Exercise tasks:
[a] Answer these questions from the Khushwant Singh piece, one per line:
(i) Which newspaper's magazine ran the 1990 cover story on Khushwant Singh?
(ii) What was Khushwant Singh resting his feet on in the cover picture?
(iii) By what age was the writer reading magazines more than textbooks?
[b] Write the next few paragraphs of the Khushwant Singh piece, picking up after its final sentence.

:: Passage shown ::

Friday, March 21, 2014

Khushwant Singh, The Original Idol

Sometime in 1990, the magazine of the now-defunct Sunday Mail carried a cover story on the writer Khushwant Singh. The cover picture showed the writer seated comfortably on a sofa, his feet resting on a cane stool (moda) placed horizontally, with book-lined walls serving as the backdrop.

I suddenly wanted to be Khushwant Singh. There was a sofa at home. Getting a moda wouldn't have been a problem. But how was I going to get the persona? How was I going to acquire those book-laden shelves? And even if I was going to sit on the sofa and place my feet on the moda, pretending to be a Khushwant Singh, what was I going to do sitting like that? I wasn't even 20 at the time, and was unsure where my life was actually headed, even though I nursed ambitions of becoming a journalist someday.

The ambition to be a journalist had come early, because my father was always a member of some 'magazine club' or the other at his office and would bring home almost every English and Hindi magazine that was being printed at the time. I grew up turning their pages. Many of them no longer exist today: Illustrated Weekly of India, Sunday, Probe, Mirror, Onlooker. By the time I was 17, I was spending more time reading these magazines than textbooks. But journalism wasn't a career option in the society I grew up in.

:::
:: Data under study ::

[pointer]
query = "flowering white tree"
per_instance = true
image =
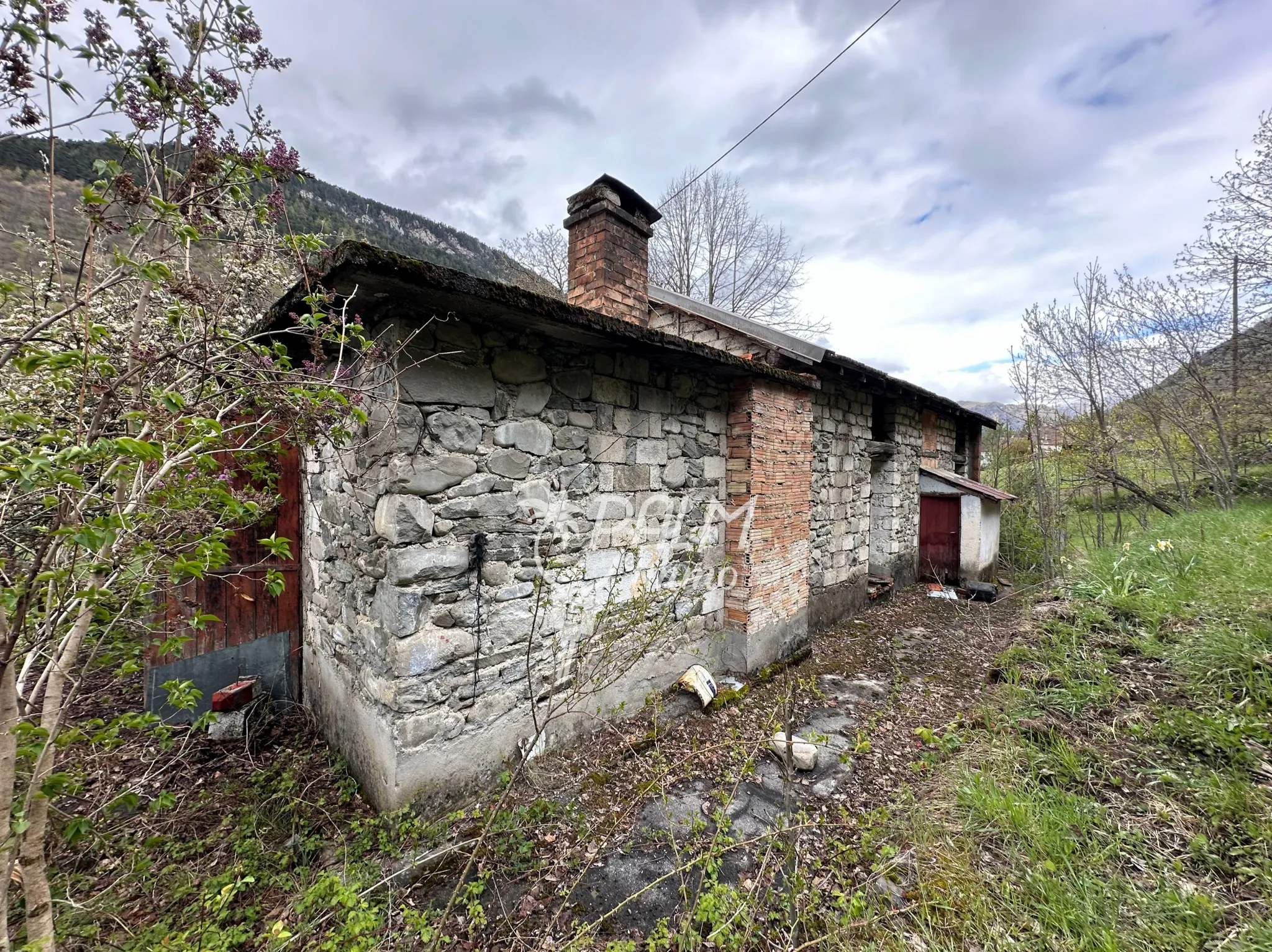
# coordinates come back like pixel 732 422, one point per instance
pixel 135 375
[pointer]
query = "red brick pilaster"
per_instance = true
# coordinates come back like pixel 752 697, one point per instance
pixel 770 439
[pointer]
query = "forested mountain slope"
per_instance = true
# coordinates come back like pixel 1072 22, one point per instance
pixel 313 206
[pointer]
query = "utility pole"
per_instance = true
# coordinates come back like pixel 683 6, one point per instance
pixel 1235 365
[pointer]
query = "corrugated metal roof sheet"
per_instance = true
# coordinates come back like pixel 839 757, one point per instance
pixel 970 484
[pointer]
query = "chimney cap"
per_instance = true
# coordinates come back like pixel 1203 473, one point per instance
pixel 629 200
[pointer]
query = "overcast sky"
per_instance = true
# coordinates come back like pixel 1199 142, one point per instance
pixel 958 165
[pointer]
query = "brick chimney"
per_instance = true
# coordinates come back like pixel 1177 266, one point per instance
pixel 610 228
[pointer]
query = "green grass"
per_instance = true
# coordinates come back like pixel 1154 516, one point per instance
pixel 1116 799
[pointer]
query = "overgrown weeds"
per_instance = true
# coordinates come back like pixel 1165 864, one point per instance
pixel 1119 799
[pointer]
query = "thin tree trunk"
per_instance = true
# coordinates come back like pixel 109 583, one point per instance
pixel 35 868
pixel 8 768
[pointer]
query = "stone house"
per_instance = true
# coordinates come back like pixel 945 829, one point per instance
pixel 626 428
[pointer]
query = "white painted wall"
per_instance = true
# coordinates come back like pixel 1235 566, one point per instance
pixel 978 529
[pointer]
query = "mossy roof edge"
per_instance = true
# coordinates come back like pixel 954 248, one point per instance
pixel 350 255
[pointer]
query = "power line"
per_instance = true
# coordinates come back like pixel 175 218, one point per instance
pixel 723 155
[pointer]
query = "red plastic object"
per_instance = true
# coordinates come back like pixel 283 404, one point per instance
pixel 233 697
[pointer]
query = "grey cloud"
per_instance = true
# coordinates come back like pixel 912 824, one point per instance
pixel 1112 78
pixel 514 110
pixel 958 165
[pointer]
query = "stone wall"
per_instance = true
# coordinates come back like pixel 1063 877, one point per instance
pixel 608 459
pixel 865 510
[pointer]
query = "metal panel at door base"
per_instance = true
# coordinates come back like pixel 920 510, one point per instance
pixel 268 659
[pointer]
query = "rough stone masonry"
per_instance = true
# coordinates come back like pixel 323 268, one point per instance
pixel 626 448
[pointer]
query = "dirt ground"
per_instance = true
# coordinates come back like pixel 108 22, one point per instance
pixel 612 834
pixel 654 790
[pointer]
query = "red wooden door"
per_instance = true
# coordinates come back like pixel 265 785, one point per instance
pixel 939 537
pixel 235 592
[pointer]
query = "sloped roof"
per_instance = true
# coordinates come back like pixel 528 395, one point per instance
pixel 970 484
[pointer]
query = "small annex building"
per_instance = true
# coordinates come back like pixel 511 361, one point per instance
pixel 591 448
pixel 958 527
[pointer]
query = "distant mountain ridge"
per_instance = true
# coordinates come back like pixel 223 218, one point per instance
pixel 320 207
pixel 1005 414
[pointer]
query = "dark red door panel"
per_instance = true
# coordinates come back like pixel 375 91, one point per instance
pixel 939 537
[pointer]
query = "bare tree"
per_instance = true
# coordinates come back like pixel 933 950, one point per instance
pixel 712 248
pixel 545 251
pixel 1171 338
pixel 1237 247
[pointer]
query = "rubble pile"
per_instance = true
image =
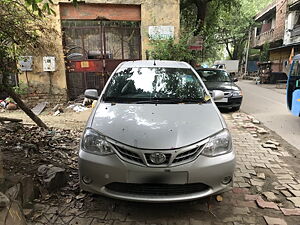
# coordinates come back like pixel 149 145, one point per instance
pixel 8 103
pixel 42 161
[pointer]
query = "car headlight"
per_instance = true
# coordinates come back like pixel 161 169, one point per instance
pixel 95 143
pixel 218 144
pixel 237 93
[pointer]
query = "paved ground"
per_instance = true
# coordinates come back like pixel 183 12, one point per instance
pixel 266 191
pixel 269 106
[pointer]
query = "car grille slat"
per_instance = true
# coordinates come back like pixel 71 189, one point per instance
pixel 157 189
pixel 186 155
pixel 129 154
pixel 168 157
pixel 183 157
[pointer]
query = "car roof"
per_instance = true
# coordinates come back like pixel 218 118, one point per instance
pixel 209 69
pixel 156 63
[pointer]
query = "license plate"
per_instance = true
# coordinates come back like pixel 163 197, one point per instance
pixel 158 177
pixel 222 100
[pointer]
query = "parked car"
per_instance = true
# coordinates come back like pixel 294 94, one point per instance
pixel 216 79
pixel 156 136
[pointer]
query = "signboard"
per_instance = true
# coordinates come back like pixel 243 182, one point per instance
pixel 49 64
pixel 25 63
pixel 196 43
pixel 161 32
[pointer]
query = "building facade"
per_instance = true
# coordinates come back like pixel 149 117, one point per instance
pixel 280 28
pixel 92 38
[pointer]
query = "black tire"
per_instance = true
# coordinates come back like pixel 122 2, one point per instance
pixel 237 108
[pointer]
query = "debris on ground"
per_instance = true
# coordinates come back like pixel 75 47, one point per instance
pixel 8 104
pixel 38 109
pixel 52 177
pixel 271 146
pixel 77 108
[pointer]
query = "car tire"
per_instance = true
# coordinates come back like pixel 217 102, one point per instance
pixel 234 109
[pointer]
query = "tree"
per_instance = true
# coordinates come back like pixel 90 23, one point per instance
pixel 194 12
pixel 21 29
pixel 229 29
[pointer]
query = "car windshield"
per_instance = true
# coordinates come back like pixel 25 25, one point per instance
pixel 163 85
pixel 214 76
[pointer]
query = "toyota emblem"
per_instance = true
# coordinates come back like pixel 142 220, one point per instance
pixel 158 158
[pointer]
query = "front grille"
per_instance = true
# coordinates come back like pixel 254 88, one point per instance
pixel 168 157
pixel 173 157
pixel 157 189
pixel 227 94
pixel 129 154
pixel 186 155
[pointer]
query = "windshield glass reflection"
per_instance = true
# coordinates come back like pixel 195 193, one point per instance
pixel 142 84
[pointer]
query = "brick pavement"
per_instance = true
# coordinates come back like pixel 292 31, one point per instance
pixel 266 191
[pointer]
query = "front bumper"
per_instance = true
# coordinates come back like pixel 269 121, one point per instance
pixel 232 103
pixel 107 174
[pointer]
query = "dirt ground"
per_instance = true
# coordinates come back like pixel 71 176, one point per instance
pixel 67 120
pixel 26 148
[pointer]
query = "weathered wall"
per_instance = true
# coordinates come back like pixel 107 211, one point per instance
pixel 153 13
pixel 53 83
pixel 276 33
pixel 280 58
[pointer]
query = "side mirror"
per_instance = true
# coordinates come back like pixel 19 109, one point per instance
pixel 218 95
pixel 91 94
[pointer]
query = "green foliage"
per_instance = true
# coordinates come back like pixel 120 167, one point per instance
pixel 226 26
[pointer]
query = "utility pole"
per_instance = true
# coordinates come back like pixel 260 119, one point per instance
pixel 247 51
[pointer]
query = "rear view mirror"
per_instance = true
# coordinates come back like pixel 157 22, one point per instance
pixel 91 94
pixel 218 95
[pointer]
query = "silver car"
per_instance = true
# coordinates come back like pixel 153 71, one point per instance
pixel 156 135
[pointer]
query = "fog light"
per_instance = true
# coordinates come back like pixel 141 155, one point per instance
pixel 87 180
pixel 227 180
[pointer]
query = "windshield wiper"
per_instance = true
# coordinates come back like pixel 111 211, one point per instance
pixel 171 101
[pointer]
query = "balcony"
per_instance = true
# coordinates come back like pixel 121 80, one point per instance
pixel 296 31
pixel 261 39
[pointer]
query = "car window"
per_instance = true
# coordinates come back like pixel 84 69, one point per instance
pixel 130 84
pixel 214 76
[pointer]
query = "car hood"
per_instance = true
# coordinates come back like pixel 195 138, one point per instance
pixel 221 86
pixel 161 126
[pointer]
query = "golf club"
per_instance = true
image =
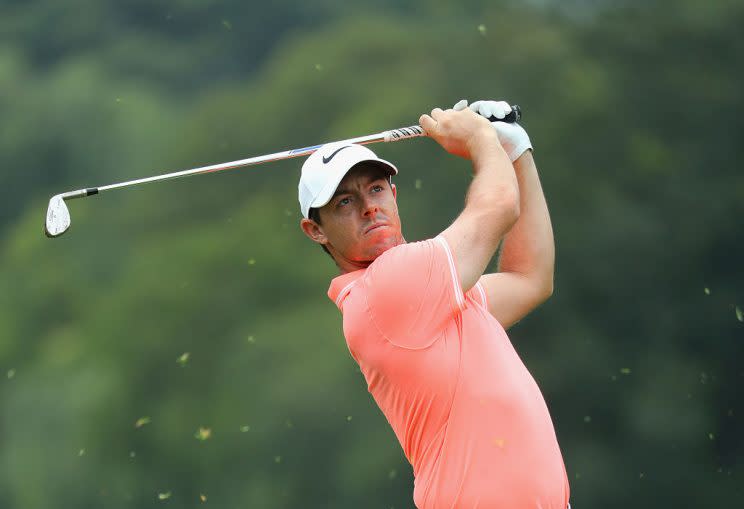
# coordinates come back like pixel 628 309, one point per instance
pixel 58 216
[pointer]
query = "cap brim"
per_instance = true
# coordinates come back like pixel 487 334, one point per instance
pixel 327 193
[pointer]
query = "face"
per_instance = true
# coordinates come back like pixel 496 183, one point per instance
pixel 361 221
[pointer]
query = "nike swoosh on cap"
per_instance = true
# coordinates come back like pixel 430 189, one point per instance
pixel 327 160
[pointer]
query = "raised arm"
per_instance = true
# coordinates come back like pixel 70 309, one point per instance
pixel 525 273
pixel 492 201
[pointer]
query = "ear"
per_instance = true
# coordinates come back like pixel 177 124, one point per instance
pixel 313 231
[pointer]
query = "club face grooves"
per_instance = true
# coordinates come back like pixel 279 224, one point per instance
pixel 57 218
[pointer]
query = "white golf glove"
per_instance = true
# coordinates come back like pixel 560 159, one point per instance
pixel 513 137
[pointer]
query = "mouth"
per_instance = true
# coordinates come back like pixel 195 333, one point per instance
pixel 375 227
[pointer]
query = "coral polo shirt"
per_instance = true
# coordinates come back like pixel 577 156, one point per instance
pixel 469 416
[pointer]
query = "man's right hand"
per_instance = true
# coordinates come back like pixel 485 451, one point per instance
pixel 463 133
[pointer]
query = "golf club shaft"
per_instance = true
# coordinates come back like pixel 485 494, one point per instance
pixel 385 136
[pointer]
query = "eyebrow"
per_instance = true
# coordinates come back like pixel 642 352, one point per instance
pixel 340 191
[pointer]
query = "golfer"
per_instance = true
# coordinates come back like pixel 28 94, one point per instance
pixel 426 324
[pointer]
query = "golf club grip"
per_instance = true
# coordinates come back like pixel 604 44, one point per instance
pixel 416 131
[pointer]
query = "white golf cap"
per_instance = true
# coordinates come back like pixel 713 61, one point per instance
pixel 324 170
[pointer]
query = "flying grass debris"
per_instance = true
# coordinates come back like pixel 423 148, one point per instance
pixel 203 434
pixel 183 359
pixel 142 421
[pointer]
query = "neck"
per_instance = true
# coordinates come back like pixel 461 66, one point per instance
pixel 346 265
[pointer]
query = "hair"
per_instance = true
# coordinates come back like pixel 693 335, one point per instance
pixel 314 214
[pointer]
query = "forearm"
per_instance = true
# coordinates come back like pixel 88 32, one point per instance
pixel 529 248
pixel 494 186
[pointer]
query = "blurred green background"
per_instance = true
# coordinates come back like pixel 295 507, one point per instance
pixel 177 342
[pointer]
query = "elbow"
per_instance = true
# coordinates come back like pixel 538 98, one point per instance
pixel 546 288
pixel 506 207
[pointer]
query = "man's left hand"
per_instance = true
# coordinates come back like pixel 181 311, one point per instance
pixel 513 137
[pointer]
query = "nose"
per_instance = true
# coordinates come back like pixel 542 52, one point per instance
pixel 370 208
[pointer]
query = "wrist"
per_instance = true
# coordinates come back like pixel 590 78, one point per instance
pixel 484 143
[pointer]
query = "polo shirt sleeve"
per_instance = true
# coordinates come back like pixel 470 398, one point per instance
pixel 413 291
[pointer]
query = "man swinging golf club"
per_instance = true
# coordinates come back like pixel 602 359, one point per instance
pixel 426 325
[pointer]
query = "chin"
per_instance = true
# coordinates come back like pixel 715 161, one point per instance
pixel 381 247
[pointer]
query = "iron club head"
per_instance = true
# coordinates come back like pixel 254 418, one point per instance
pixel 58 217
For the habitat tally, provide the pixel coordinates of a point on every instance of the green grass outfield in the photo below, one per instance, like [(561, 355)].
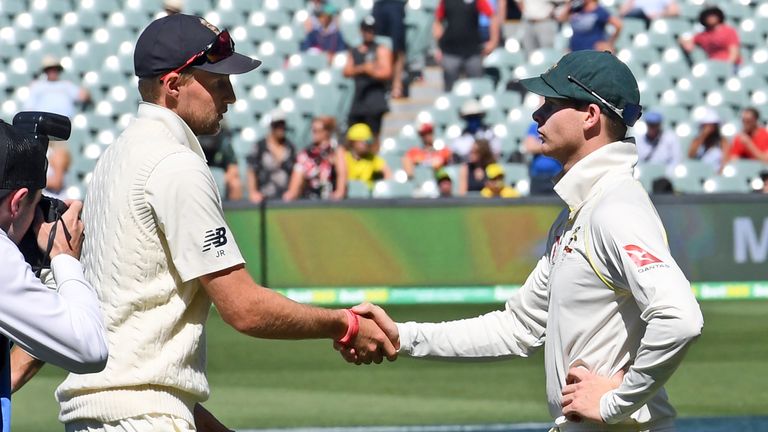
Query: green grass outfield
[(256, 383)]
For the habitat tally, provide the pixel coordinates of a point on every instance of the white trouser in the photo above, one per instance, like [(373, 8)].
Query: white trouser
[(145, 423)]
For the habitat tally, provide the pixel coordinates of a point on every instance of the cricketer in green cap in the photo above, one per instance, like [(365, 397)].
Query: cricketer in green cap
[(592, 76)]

:::

Results:
[a]
(i) The Sunday Mail
(ii) A cane stool (moda), placed horizontally
(iii) 17

[b]
In the society I grew up, the career options were as follows:

A. Medicine
B. Engineering
C. Armed Forces
D. None of the above.

If you ticked D, you were considered a loser -- good for nothing. This is not to say that journalists were considered losers; it's just that no one among the people I grew up with ever seemed to think that journalism -- or for that matter advertising or marketing -- could be a career. The concept of marketing -- the most highly-paid profession today -- was synonymous with medical representatives impressing upon doctors to precribe their brand of drugs. Creativity, since it did not see you through an engineering entrance or earn you a stable job, was more of a curse.

From the time I wanted to become a journalist till I actually became one, I sat through several engineering entrances, knowing fully well that I was going to flunk. But I sat through them only to please my parents and my inquisitive neighbours: 'at least the boy is trying.'

At times I really wished I got through one of those entrance tests, because every other evening, my father would return from work with news that the son of some colleague or the other had gained admission into a prestigious engineering college. While my father would convey the news in a matter-of-fact manner, my mother would always take it personally: she would get hysterical about me not studying hard enough. The entire evening would be ruined, with my mother often refusing to cook out of sheer anger. She would blame my father for not being strict enough with his sons.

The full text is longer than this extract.